> Text section
--------------------------------

Abstract

Prioritized Experience Replay has been an effective traditional solution for value-based reinforcement learning algorithms to efficiently address non-stationary and correlated data issues. However, standard prioritization often overlooks the nuanced, task-specific behaviors of states, leading to a "task-agnostic" sampling problem. This work introduces a novel non-uniform sampling approach, named Bisimulation Prioritized Experience Replay (BPER), by incorporating a surrogate on-policy bisimulation metric into the experience replay prioritization process. This metric allows us to measure behavioral similarities and diversify the training data, aiming to enhance learning by focusing on behaviorally relevant transitions. Specifically, our method utilizes a Matching under Independent Couplings (MICo) metric, a more general surrogate metric learned through state abstractions. The proposed method balances conventional TD-error-based and bisimulation-based prioritization by reweighting priorities with an introduced hyperparameter, and two possible strategies to assigning priorities. The method demonstrates superior performance in a 31-state Grid World and shows promising results in classical pixel-based environments. The 31-state Grid World empirically validates the proof of concept by efficiently achieving to 1) emphasize behavioral relevant transition, thereby avoiding task-agnostic sampling, 2) alleviate the outdated priorities by having a better tendency to constant fixed priorities, and 3) mitigate the insufficient sample space coverage, increasing the data diversity.

Matching under Independent Couplings (MICo) Metric (Castro et al., 2022)

The present work employs a surrogate on-policy bisimulation metric known as the MICO metric (Castro et al., 2022), which confers a behavioral similarity measure between states. The MICO metric is a more general metric learned through state abstractions, which works for both deterministic and stochastic MDPs.

It is important to notice that the MICo metric is a diffuse metric, which allows zero values for distinct states, and self-distances greater than zero.

This MICo operator is used to learn a parameterized state abstraction \(\phi_\omega(x) : \mathcal{S} \to \mathcal{S}_\phi\) (parameterized by \(\omega\)), which maps a true environmental state (e.g., pixels) to a lower-dimensional latent representation. The goal is to position these representations in such a way that a chosen parameterized distance $U_\omega(x,y)$ coincides with the MICo distance in the latent space, where the states are organized according to their behavioral similarity.

--------------------------------

> Data excerpts

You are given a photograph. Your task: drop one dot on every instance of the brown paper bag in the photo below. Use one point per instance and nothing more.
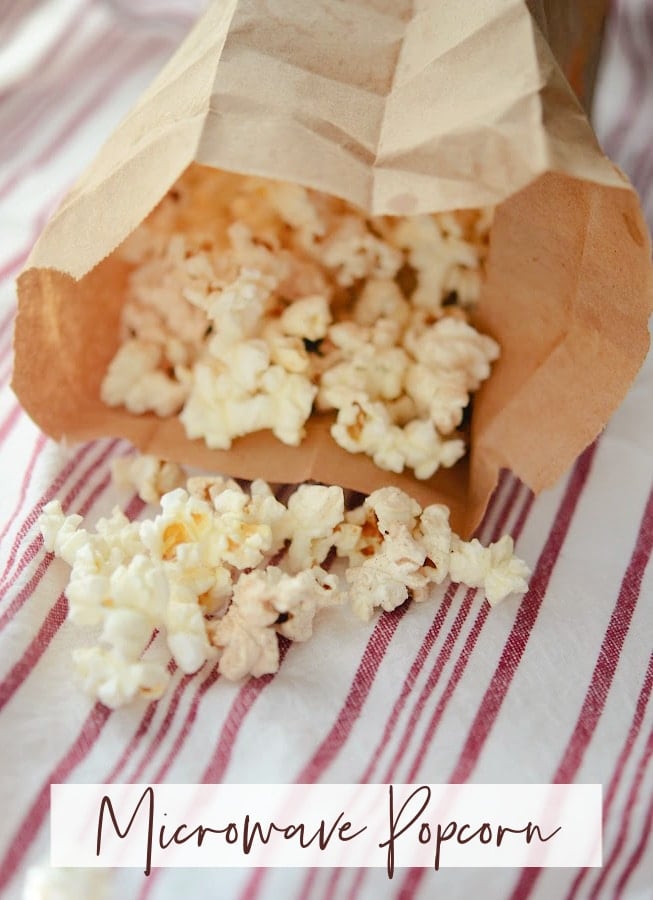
(400, 108)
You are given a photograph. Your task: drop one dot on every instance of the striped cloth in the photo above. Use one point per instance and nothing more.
(556, 688)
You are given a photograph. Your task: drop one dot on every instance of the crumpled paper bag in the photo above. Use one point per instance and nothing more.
(400, 107)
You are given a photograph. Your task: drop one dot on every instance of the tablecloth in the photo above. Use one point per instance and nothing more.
(555, 688)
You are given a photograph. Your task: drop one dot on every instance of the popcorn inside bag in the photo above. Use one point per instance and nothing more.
(253, 304)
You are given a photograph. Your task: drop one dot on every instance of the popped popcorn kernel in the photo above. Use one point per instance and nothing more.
(221, 572)
(149, 476)
(275, 302)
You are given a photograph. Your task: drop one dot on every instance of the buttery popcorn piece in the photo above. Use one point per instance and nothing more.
(116, 681)
(289, 301)
(493, 568)
(149, 476)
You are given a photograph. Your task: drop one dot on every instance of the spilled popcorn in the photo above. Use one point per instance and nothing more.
(255, 304)
(219, 573)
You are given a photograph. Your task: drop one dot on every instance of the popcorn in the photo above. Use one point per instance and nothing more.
(134, 380)
(354, 252)
(149, 476)
(307, 318)
(61, 534)
(116, 681)
(273, 301)
(186, 630)
(314, 511)
(492, 568)
(262, 601)
(200, 573)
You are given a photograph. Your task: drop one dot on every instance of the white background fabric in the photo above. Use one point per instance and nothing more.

--------------------------------

> Given instruction
Reproduce the passage of the Bisimulation Prioritized Experience Replay text above word for word, starting at "Matching under Independent Couplings (MICo) Metric (Castro" and ending at "and stochastic MDPs.".

> Task solution
Matching under Independent Couplings (MICo) Metric (Castro et al., 2022)

The present work employs a surrogate on-policy bisimulation metric known as the MICO metric (Castro et al., 2022), which confers a behavioral similarity measure between states. The MICO metric is a more general metric learned through state abstractions, which works for both deterministic and stochastic MDPs.